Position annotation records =

::::::::

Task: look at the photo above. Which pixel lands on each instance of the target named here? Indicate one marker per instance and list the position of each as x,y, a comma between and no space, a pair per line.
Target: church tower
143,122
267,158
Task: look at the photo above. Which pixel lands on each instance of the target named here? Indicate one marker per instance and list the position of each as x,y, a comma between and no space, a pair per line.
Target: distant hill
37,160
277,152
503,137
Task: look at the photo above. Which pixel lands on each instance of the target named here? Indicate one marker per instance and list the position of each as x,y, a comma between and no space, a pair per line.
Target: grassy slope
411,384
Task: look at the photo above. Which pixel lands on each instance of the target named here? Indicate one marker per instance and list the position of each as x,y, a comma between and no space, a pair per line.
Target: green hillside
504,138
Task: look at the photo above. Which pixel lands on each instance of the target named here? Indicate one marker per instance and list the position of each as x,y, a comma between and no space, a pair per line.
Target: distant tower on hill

::::::::

Objective = Copy the entire listing above line for line, changing nothing.

Complete output =
Task: look at the photo above. Which pixel lands on each instance of the target named here? Indicate one marker per instance and list the position of each as x,y, a comma between and no space, a pair per line.
Target: church tower
143,122
267,158
Task: look at the photo above. Which pixel lands on each instance of the target named here? Indicate one marker per instance and list the position of each as x,y, a comma between and no space, a pair per line.
Target: distant hill
37,160
277,152
503,137
Task: look at the photo above. Which pixel lands on each instance of the target named here? Indicate one marker per instance and list the position of each as x,y, a comma between and no space, a pair per line.
Target: grassy slope
411,384
Task: look at the photo above. Which pixel lands on each instance of the target named here? Indicate one marker per instance and list the position of each as x,y, a comma between and no space, a pair per line.
Target: green hillside
504,138
Task: look at the photo above. Which pixel lands on each instance of the target named here? Indicate one marker per instance and list the position of each as x,y, a comma between and no space, a pair per line.
Target: distant tower on hill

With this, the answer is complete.